Document section START
Determination and hard work. That’s what took Jacob Waters, 17, twelfth-grader at Springs Studio for Academic Excellence, from being born with a birth defect to world-class athlete. Waters is competing in the Para-cycling World Championships in Rio De Janeiro, March 22-25.

Jacob Waters, SSAE student and para-cyclist, in training.

 

Waters was born in Lake Charles, Louisiana with Jackson Weiss Syndrome, a rare disease that caused the bones in his lower left leg to be deformed or missing. By the time Waters was 10 years old, he had gone through four surgeries to correct the condition. “It always hurt to walk, and I could never do what all the other kids were doing,” shared Waters.

 

In 2010, Waters was walking in a field when his horse got scared and kicked him on the left side of his lower back. The incident lacerated his spleen, shattered a kidney and caused internal bleeding, requiring another hospital stay.
Document section END
Given data START
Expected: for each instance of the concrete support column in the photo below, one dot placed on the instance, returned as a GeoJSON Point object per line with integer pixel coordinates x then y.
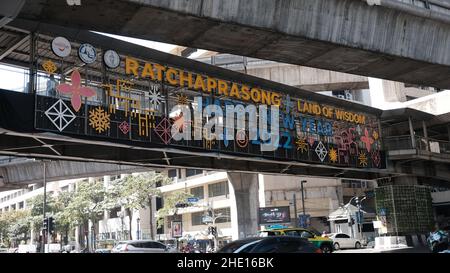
{"type": "Point", "coordinates": [244, 199]}
{"type": "Point", "coordinates": [425, 134]}
{"type": "Point", "coordinates": [411, 132]}
{"type": "Point", "coordinates": [448, 131]}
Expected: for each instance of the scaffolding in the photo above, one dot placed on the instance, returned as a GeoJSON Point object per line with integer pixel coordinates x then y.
{"type": "Point", "coordinates": [407, 208]}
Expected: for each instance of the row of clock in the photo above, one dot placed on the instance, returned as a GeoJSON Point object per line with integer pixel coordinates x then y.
{"type": "Point", "coordinates": [87, 53]}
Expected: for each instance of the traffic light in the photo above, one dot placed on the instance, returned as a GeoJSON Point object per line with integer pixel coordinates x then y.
{"type": "Point", "coordinates": [45, 224]}
{"type": "Point", "coordinates": [213, 231]}
{"type": "Point", "coordinates": [51, 224]}
{"type": "Point", "coordinates": [181, 205]}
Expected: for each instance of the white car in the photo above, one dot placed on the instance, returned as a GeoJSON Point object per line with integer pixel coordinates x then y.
{"type": "Point", "coordinates": [140, 246]}
{"type": "Point", "coordinates": [342, 240]}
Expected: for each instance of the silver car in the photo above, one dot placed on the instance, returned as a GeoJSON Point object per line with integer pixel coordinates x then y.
{"type": "Point", "coordinates": [140, 246]}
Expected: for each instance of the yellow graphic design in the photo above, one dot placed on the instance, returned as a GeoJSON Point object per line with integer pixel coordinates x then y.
{"type": "Point", "coordinates": [362, 159]}
{"type": "Point", "coordinates": [99, 119]}
{"type": "Point", "coordinates": [333, 155]}
{"type": "Point", "coordinates": [182, 99]}
{"type": "Point", "coordinates": [302, 146]}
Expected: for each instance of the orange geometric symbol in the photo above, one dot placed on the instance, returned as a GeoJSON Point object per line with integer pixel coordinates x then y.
{"type": "Point", "coordinates": [241, 138]}
{"type": "Point", "coordinates": [49, 67]}
{"type": "Point", "coordinates": [362, 159]}
{"type": "Point", "coordinates": [76, 90]}
{"type": "Point", "coordinates": [124, 127]}
{"type": "Point", "coordinates": [333, 155]}
{"type": "Point", "coordinates": [163, 130]}
{"type": "Point", "coordinates": [367, 140]}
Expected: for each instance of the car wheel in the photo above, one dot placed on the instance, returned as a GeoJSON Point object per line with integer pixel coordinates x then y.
{"type": "Point", "coordinates": [326, 248]}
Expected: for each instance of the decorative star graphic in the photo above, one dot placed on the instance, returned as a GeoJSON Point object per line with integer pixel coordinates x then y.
{"type": "Point", "coordinates": [179, 123]}
{"type": "Point", "coordinates": [155, 98]}
{"type": "Point", "coordinates": [311, 141]}
{"type": "Point", "coordinates": [321, 151]}
{"type": "Point", "coordinates": [376, 158]}
{"type": "Point", "coordinates": [124, 127]}
{"type": "Point", "coordinates": [163, 130]}
{"type": "Point", "coordinates": [302, 146]}
{"type": "Point", "coordinates": [60, 115]}
{"type": "Point", "coordinates": [367, 140]}
{"type": "Point", "coordinates": [375, 135]}
{"type": "Point", "coordinates": [76, 90]}
{"type": "Point", "coordinates": [241, 138]}
{"type": "Point", "coordinates": [287, 104]}
{"type": "Point", "coordinates": [362, 159]}
{"type": "Point", "coordinates": [333, 155]}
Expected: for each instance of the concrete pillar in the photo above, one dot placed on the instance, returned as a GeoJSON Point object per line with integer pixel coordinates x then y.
{"type": "Point", "coordinates": [425, 134]}
{"type": "Point", "coordinates": [244, 199]}
{"type": "Point", "coordinates": [448, 131]}
{"type": "Point", "coordinates": [411, 132]}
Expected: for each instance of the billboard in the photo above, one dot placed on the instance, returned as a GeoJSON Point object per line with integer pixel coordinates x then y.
{"type": "Point", "coordinates": [177, 229]}
{"type": "Point", "coordinates": [273, 215]}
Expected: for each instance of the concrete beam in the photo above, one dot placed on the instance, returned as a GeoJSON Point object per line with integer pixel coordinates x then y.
{"type": "Point", "coordinates": [340, 35]}
{"type": "Point", "coordinates": [28, 172]}
{"type": "Point", "coordinates": [244, 197]}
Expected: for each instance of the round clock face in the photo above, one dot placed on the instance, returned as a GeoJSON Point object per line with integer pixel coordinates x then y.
{"type": "Point", "coordinates": [87, 53]}
{"type": "Point", "coordinates": [111, 59]}
{"type": "Point", "coordinates": [61, 47]}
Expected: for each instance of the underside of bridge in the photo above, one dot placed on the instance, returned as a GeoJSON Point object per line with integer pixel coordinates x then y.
{"type": "Point", "coordinates": [406, 44]}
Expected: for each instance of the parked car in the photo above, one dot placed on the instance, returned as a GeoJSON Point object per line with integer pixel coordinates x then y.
{"type": "Point", "coordinates": [272, 244]}
{"type": "Point", "coordinates": [140, 246]}
{"type": "Point", "coordinates": [325, 244]}
{"type": "Point", "coordinates": [102, 250]}
{"type": "Point", "coordinates": [438, 241]}
{"type": "Point", "coordinates": [342, 240]}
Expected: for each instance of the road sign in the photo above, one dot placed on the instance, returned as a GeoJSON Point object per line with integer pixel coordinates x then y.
{"type": "Point", "coordinates": [207, 219]}
{"type": "Point", "coordinates": [359, 217]}
{"type": "Point", "coordinates": [304, 221]}
{"type": "Point", "coordinates": [192, 199]}
{"type": "Point", "coordinates": [383, 212]}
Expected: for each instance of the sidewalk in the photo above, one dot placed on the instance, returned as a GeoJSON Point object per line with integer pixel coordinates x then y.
{"type": "Point", "coordinates": [390, 250]}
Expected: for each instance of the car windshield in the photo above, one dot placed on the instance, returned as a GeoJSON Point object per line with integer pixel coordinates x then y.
{"type": "Point", "coordinates": [233, 246]}
{"type": "Point", "coordinates": [120, 245]}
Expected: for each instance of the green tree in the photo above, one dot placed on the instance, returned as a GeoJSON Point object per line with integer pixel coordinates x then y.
{"type": "Point", "coordinates": [135, 192]}
{"type": "Point", "coordinates": [14, 226]}
{"type": "Point", "coordinates": [169, 208]}
{"type": "Point", "coordinates": [37, 204]}
{"type": "Point", "coordinates": [86, 203]}
{"type": "Point", "coordinates": [64, 221]}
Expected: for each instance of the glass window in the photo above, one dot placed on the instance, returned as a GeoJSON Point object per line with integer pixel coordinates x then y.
{"type": "Point", "coordinates": [224, 212]}
{"type": "Point", "coordinates": [192, 172]}
{"type": "Point", "coordinates": [172, 173]}
{"type": "Point", "coordinates": [291, 233]}
{"type": "Point", "coordinates": [198, 192]}
{"type": "Point", "coordinates": [267, 247]}
{"type": "Point", "coordinates": [306, 234]}
{"type": "Point", "coordinates": [218, 189]}
{"type": "Point", "coordinates": [196, 218]}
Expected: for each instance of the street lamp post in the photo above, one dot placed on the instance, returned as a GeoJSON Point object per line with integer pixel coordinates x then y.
{"type": "Point", "coordinates": [138, 228]}
{"type": "Point", "coordinates": [303, 200]}
{"type": "Point", "coordinates": [358, 202]}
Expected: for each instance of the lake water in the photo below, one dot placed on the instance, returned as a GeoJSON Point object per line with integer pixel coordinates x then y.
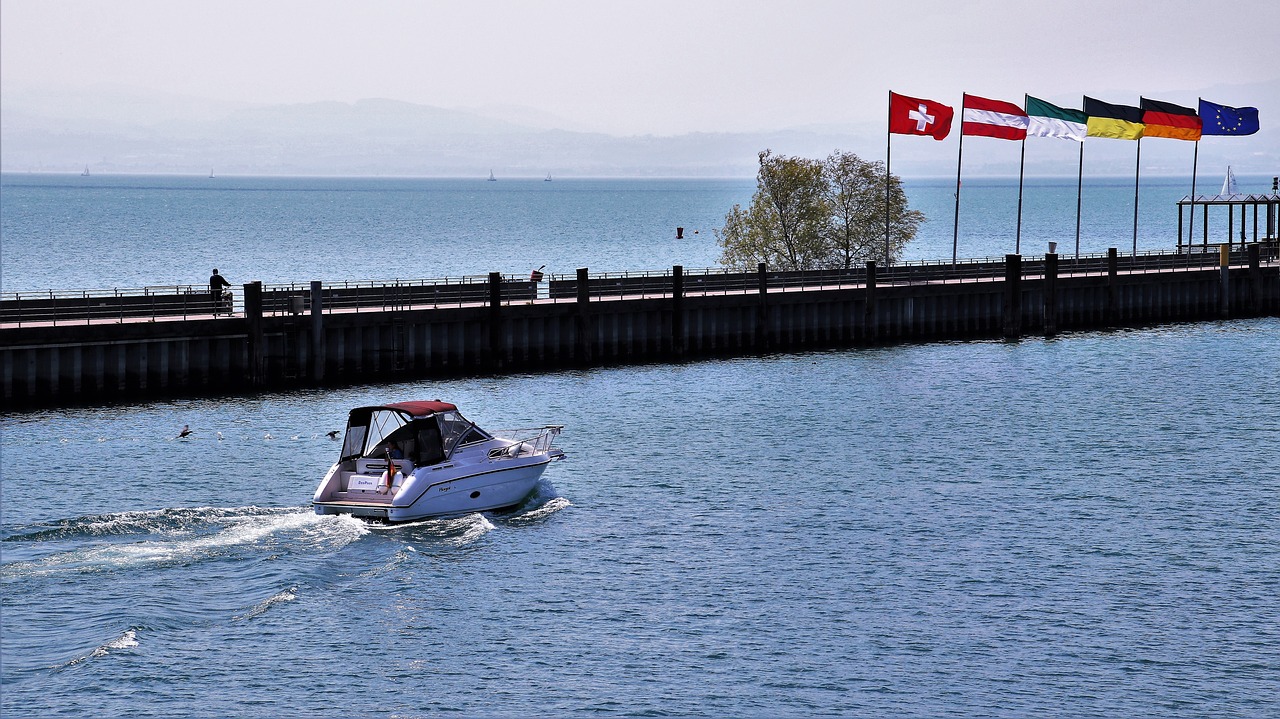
Given data END
Work to complete: Reproduce the part of the article about Jacob Waters that opens with the words containing "Determination and hard" and closes with "para-cyclist, in training.".

Solved problem:
Determination and hard work. That’s what took Jacob Waters, 17, twelfth-grader at Springs Studio for Academic Excellence, from being born with a birth defect to world-class athlete. Waters is competing in the Para-cycling World Championships in Rio De Janeiro, March 22-25.

Jacob Waters, SSAE student and para-cyclist, in training.